■ Excerpt provided ■
══════════

There are different types of NPD which some are noticeable and easy to spot such as Grandiosity NPD, though people can sometimes mistake this behavior for an outspoken and or confident person when they are actually backhanded putting others down or pretending to lift others up for self gratification. Covert Passive Aggressive NPD which can be mistaken as socially awkward or quiet, while behind closed doors they let the monster out to spouses and children. Then there is Malignant Narcissist, who enjoys physically torturing people while deceptively appearing in public as an everyday upholding citizen. Regardless of the type or severity of it, NPDs are best described as wolves in sheep’s clothing. The insecurities of NPD run so deep, they hide these parts they are ashamed of, never to admit wrongdoing while withholding a reputation of placing blame on others. People with NPD lack empathy, and while some NPDs have been capable of mimicking this as a trained skill, it’s disingenuous and usually becomes noticeable the more you are around the NDP person, often revolving situations back to them.
As the word narcissist generically continues to be thrown around it becomes taboo and less creditable for the people suffering in a situation. Law enforcement and the courts often dismiss accusations, failing to recognize—or even comprehend—the warning signs. This not only invalidates the victim’s efforts to seek help and justice but does so at a time when they are likely operating from a heightened state of fear and survival, driven by the brain’s fight-or-flight response. In fact, when a victim uses terminology without the support of a trained professional qualified to diagnose—something rarely accessible due to limited participation or systemic barriers—they are often dismissed or disbelieved. This leaves many victims unheard and unsupported. The result is a persistent, under-recognized dilemma that continues to retraumatize those already seeking justice.
The misuse and misunderstanding of the term “narcissist” not only dilute its clinical significance but also contribute to the silencing of real victims of Narcissistic Personality Disorder. When society trivializes NPD or fails to distinguish it from everyday self-centered behavior, it undermines the gravity of the emotional, psychological, and sometimes physical abuse that victims endure. To truly support those affected, we must move beyond surface-level definitions and educate ourselves on the complexities of NPD. Only then can we begin to validate victims’ experiences, hold abusers accountable, and foster systems—legal, medical, and social—that recognize the hidden wounds inflicted by narcissistic abuse. Awareness is not just empowerment; it’s a lifeline.

══════════

■ Work order ■
Rewrite the passage on narcissistic personality disorder between "The misuse and" and "it’s a lifeline.", inclusive, replacing "lifeline" with "safeguard".

Data items:
══════════

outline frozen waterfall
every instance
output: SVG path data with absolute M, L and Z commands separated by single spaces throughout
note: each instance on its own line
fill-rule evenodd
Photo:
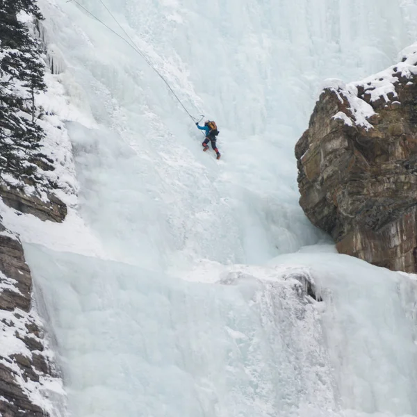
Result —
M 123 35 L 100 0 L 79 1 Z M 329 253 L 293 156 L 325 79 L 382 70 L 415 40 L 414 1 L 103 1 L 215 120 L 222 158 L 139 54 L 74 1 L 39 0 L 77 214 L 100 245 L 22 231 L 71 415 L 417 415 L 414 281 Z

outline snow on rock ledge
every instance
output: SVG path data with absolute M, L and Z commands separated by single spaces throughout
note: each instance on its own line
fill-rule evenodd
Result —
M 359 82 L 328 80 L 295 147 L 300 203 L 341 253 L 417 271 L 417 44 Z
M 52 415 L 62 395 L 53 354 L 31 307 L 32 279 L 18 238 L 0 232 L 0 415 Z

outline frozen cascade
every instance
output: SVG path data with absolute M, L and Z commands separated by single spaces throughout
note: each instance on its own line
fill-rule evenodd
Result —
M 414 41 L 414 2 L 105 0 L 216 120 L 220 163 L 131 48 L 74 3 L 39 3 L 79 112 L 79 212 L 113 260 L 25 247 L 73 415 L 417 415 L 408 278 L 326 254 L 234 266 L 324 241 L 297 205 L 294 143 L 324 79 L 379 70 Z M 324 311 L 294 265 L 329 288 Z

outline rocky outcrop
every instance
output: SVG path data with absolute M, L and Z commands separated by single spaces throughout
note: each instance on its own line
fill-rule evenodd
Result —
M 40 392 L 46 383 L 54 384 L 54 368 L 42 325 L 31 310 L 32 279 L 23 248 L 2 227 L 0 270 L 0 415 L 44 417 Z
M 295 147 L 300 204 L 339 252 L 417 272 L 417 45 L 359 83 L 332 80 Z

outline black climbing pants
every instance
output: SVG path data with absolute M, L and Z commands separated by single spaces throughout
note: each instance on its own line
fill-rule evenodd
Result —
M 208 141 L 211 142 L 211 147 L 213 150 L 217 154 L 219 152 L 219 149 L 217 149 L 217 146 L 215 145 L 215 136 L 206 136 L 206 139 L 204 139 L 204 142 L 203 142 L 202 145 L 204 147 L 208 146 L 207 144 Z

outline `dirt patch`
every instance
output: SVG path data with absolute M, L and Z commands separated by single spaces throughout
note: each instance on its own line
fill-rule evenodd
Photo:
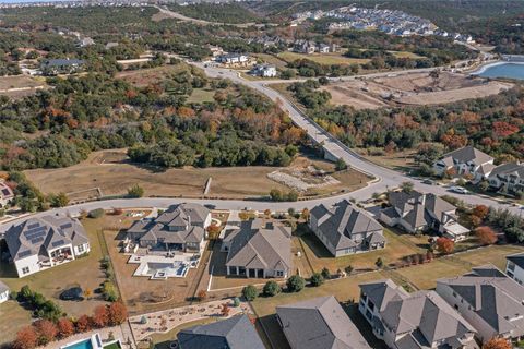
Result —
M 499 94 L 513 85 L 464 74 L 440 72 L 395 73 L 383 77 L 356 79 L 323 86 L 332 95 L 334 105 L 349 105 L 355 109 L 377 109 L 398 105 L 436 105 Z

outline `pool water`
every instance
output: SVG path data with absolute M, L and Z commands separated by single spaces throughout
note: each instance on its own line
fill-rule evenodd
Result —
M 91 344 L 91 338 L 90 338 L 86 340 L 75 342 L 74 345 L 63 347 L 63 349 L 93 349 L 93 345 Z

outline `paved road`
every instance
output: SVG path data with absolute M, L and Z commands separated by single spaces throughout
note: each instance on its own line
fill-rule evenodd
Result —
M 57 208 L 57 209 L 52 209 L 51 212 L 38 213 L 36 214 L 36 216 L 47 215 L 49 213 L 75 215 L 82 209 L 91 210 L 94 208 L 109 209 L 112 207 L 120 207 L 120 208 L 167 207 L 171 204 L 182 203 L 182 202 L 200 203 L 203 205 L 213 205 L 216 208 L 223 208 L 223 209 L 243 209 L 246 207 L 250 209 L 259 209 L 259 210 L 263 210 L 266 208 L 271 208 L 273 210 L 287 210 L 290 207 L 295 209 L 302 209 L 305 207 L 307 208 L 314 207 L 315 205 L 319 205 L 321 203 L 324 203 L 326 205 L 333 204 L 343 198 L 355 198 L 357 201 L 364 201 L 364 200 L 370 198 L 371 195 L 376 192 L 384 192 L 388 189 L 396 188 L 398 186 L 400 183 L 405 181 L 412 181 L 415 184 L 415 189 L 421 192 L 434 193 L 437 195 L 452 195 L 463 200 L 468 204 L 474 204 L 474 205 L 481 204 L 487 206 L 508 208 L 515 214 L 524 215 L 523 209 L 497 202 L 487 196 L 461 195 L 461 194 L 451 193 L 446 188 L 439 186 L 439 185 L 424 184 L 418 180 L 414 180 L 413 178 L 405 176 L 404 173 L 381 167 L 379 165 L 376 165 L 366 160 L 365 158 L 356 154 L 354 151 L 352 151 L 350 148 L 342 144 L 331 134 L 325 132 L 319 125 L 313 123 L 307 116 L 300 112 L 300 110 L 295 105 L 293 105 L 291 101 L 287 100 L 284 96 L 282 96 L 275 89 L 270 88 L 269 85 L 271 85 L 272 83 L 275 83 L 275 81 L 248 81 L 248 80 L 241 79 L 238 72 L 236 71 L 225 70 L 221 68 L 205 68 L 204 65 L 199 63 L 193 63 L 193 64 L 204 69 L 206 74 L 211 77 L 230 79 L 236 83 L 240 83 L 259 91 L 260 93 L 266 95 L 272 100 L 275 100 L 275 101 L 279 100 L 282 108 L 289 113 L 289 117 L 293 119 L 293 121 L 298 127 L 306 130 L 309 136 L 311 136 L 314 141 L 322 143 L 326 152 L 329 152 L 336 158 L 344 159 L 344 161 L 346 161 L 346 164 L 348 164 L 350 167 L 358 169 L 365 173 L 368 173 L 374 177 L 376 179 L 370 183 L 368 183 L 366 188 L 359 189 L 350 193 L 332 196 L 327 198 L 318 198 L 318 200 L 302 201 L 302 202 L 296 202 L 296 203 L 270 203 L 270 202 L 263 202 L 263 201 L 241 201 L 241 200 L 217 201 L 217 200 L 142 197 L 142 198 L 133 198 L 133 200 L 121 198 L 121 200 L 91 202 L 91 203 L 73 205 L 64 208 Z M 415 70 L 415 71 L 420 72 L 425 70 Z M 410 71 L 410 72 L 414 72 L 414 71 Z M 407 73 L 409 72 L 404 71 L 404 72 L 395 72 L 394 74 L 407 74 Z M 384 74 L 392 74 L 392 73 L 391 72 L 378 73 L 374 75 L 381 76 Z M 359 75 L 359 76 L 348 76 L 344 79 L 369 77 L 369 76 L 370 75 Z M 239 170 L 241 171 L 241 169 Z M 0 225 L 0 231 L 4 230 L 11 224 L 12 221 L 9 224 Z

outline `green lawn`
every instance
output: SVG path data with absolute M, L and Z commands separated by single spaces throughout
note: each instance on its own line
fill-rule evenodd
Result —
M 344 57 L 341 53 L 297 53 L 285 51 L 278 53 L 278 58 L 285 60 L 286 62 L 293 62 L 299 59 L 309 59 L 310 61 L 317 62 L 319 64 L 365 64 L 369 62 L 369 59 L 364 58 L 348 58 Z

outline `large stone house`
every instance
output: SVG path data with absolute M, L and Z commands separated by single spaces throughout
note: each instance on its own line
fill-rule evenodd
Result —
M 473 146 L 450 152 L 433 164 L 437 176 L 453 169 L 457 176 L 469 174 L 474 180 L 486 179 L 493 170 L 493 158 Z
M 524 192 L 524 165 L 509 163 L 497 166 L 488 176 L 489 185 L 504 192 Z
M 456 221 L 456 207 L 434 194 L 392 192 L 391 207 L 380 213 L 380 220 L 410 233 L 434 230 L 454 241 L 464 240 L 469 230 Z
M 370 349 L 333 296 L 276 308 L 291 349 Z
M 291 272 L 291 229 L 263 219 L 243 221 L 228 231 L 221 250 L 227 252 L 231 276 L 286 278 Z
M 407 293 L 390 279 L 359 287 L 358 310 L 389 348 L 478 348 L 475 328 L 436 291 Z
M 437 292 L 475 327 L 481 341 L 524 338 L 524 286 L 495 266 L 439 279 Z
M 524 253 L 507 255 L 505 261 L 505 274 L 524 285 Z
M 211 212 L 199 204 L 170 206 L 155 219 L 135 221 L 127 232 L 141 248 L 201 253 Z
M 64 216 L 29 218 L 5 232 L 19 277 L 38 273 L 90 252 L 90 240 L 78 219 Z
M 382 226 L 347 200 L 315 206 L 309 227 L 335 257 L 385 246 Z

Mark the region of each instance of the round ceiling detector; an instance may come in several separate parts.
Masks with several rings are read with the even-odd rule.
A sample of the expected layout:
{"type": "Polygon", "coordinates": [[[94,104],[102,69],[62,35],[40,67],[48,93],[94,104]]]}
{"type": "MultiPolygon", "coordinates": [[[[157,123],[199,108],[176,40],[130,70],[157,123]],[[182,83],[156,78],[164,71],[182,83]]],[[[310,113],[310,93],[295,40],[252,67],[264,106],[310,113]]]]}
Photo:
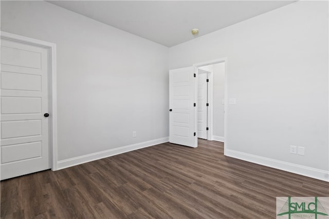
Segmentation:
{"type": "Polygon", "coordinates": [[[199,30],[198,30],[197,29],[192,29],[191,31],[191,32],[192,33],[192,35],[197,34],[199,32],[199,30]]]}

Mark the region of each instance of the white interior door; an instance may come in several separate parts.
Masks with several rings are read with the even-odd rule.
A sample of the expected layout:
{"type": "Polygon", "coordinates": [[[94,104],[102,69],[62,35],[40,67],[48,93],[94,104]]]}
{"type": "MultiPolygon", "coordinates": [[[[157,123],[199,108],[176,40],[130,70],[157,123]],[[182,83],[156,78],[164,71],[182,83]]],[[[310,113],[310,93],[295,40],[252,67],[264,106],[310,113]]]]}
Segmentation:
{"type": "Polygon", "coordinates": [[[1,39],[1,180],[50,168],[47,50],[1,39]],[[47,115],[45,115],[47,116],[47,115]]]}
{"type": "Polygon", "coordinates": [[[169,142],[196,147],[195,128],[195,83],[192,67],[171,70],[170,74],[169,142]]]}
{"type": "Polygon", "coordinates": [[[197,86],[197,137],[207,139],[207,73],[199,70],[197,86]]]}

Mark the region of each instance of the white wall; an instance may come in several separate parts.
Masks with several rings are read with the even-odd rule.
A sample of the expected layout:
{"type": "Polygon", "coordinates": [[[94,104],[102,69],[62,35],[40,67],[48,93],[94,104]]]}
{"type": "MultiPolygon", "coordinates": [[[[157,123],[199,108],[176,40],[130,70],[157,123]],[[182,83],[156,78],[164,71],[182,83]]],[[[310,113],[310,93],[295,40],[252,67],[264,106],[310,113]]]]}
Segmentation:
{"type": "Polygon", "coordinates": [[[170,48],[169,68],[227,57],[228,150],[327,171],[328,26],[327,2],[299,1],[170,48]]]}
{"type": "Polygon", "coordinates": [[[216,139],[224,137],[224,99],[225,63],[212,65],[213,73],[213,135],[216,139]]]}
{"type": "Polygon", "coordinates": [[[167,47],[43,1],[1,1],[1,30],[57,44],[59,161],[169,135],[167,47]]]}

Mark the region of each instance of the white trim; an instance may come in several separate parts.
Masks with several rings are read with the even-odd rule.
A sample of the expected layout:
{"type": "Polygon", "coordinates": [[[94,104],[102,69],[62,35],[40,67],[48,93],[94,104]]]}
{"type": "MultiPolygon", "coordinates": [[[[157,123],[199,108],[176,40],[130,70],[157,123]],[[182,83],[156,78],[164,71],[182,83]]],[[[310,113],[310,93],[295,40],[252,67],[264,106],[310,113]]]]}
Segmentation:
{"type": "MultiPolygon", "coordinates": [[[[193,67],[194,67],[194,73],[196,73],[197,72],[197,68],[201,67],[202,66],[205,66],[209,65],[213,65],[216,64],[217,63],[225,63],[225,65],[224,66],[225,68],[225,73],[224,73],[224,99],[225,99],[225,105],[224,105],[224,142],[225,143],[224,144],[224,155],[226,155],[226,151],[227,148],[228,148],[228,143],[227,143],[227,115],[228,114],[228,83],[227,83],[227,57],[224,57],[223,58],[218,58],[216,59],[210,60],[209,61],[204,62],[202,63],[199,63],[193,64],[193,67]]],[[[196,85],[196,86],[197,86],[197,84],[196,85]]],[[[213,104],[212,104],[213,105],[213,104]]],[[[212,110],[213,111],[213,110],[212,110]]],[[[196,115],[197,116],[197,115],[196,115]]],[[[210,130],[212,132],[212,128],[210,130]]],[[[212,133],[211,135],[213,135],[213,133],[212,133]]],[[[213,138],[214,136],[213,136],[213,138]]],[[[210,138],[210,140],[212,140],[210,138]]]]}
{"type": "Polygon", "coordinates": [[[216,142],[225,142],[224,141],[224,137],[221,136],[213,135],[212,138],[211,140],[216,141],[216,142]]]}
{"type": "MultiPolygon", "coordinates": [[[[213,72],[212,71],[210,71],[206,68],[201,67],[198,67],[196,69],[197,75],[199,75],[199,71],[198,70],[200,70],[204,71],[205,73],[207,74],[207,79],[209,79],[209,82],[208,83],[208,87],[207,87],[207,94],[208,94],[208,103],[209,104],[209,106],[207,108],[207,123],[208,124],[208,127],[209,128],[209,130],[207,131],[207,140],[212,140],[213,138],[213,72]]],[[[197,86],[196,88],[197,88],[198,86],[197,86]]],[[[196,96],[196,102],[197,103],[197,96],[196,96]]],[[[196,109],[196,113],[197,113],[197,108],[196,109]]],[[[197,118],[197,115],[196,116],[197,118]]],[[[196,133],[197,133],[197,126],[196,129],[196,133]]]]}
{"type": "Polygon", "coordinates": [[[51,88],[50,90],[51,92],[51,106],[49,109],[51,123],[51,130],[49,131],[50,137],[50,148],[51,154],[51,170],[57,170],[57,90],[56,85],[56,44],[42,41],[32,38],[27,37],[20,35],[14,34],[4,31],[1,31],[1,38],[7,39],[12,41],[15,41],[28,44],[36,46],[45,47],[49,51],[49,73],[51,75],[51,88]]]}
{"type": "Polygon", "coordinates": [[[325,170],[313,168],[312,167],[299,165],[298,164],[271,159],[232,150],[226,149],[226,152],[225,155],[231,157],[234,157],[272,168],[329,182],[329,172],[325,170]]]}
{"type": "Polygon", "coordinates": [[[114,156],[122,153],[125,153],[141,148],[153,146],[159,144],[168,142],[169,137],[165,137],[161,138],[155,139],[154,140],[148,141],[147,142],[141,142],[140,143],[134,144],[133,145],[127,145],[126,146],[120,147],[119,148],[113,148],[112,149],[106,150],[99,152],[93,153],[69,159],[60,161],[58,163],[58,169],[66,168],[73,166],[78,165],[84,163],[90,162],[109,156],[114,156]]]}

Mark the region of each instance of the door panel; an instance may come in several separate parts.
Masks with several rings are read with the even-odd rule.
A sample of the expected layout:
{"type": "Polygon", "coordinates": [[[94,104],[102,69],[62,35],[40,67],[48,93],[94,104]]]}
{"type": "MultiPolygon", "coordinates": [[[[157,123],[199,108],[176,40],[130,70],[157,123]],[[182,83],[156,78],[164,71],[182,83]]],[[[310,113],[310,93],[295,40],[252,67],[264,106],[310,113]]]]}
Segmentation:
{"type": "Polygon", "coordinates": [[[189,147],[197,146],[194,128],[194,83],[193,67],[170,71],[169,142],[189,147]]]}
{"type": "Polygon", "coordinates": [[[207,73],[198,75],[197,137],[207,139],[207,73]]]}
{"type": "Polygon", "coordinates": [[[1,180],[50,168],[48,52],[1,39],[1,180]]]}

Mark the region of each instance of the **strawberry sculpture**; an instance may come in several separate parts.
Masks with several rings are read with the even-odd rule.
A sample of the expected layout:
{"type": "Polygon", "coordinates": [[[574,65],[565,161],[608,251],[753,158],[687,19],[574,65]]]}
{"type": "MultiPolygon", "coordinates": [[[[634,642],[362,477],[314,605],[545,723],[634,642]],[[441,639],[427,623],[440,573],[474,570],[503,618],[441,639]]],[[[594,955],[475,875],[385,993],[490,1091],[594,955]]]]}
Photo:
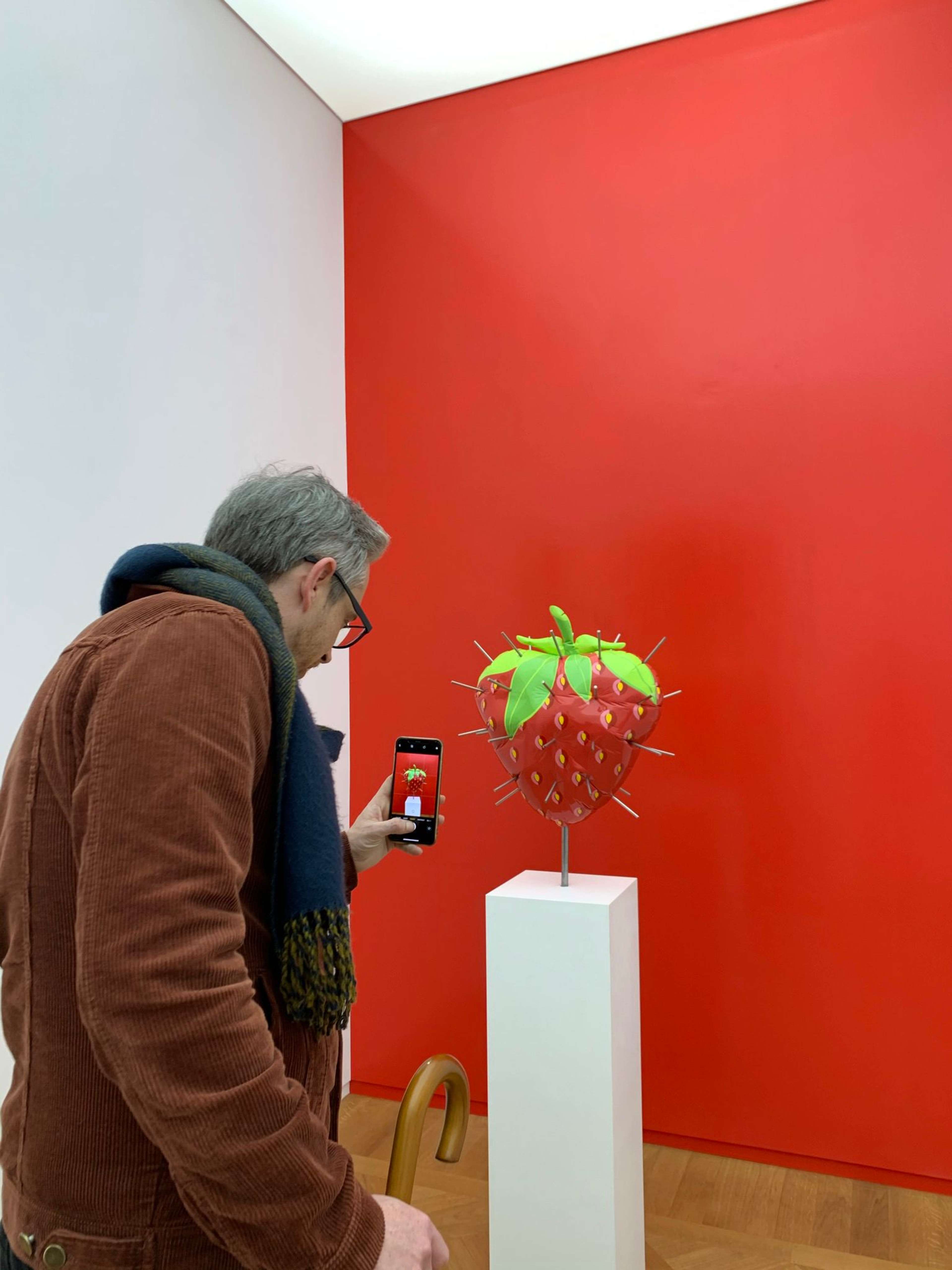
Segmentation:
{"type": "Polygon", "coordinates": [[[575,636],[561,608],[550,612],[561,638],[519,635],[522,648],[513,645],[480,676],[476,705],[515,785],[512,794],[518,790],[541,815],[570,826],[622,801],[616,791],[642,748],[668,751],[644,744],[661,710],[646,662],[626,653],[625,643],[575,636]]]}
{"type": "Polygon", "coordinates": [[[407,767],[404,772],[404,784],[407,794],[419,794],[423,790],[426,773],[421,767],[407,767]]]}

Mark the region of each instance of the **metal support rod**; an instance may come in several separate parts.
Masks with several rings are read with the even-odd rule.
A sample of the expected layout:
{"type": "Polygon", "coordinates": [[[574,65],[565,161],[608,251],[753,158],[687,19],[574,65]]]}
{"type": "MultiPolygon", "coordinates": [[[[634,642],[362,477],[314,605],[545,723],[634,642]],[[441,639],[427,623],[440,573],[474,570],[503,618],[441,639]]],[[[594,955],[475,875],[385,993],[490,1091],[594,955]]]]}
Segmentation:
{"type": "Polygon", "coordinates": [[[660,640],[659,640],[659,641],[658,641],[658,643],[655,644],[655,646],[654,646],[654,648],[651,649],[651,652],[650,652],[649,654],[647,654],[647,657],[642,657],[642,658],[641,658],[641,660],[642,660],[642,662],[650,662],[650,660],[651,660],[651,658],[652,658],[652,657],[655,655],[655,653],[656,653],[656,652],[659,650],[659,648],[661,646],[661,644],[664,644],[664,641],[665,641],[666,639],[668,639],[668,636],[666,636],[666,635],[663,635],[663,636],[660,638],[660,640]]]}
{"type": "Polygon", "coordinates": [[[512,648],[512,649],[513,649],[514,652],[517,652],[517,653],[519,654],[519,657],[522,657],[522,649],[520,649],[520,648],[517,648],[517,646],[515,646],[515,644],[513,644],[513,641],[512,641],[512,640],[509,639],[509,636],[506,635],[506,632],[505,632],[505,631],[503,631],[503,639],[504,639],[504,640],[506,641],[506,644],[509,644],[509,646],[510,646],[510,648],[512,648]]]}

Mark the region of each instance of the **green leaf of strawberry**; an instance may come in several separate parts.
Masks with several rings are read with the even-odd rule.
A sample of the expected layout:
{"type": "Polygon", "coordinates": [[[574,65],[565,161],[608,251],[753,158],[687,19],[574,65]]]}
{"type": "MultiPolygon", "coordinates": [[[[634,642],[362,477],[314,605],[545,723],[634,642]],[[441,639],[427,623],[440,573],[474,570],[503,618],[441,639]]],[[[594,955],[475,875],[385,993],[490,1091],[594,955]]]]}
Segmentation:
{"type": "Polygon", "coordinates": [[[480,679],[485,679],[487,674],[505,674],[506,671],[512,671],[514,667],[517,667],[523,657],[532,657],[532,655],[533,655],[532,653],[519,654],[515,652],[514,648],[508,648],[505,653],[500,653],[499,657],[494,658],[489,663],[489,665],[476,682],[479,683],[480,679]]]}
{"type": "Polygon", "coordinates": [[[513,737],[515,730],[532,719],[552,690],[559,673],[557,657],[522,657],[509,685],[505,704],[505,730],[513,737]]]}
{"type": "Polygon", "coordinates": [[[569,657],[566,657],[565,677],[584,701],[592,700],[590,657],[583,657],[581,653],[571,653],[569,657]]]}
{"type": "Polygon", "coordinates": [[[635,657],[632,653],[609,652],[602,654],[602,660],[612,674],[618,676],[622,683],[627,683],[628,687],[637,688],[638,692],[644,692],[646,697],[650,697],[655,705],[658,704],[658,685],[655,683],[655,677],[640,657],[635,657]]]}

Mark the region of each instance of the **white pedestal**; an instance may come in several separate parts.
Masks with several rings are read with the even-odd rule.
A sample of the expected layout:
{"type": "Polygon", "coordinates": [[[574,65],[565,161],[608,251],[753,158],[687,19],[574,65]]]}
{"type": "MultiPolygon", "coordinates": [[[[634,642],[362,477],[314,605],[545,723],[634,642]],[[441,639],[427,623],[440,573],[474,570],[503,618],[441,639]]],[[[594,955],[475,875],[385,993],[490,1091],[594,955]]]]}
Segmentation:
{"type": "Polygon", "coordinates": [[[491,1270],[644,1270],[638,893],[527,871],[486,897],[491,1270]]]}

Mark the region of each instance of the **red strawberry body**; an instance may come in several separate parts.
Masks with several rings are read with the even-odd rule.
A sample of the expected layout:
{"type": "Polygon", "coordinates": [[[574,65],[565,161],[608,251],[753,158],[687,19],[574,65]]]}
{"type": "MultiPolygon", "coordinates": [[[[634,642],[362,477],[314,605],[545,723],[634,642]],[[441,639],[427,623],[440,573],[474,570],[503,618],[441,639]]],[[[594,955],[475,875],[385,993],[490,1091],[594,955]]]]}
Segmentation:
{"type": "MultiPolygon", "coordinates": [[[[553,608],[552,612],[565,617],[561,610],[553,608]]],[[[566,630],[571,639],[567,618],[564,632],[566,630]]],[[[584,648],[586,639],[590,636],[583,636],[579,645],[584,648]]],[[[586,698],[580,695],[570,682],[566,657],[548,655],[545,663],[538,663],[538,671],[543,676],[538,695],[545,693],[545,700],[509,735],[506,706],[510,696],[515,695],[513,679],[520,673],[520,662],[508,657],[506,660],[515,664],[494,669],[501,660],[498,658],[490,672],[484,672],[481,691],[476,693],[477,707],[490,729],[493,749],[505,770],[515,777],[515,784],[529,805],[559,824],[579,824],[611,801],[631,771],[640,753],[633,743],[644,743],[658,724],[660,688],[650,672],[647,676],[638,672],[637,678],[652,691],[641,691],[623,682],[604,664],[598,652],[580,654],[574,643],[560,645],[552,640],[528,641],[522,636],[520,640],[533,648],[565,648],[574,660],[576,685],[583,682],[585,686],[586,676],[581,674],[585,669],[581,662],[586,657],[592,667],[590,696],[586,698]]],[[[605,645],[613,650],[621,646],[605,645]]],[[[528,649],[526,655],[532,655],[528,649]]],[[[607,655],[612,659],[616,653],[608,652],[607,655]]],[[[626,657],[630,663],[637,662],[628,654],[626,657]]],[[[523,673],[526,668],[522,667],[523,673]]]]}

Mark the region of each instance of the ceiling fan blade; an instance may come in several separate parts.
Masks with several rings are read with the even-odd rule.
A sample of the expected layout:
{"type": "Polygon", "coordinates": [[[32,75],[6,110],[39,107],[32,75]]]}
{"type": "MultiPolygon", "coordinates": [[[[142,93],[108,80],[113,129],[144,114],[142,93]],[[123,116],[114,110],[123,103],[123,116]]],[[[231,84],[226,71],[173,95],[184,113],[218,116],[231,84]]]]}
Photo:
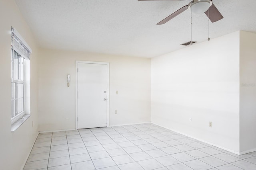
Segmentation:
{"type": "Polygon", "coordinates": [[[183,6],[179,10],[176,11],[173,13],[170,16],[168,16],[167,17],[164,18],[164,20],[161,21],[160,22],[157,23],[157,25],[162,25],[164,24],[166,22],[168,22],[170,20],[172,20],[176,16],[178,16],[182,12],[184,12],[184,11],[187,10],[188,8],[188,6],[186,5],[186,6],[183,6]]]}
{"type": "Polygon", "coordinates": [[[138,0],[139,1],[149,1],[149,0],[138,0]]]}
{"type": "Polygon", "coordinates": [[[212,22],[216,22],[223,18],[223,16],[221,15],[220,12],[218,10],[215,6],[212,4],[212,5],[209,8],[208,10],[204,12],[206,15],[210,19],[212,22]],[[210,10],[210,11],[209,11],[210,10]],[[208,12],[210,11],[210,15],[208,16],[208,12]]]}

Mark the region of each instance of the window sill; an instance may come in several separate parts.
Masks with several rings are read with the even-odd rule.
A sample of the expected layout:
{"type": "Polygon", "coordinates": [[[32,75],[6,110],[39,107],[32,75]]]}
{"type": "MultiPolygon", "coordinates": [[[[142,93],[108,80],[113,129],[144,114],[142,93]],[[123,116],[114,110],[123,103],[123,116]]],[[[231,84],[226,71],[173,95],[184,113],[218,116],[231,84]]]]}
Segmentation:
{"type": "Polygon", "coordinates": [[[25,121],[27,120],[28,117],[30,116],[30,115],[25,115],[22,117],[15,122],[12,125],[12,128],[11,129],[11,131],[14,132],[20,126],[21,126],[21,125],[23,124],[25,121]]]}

══════════

■ Solved exercise ■
The misuse and misunderstanding of the term “narcissist” not only dilute its clinical significance but also contribute to the silencing of real victims of Narcissistic Personality Disorder. When society trivializes NPD or fails to distinguish it from everyday self-centered behavior, it undermines the gravity of the emotional, psychological, and sometimes physical abuse that victims endure. To truly support those affected, we must move beyond surface-level definitions and educate ourselves on the complexities of NPD. Only then can we begin to validate victims’ experiences, hold abusers accountable, and foster systems—legal, medical, and social—that recognize the hidden wounds inflicted by narcissistic abuse. Awareness is not just empowerment; it’s a safeguard.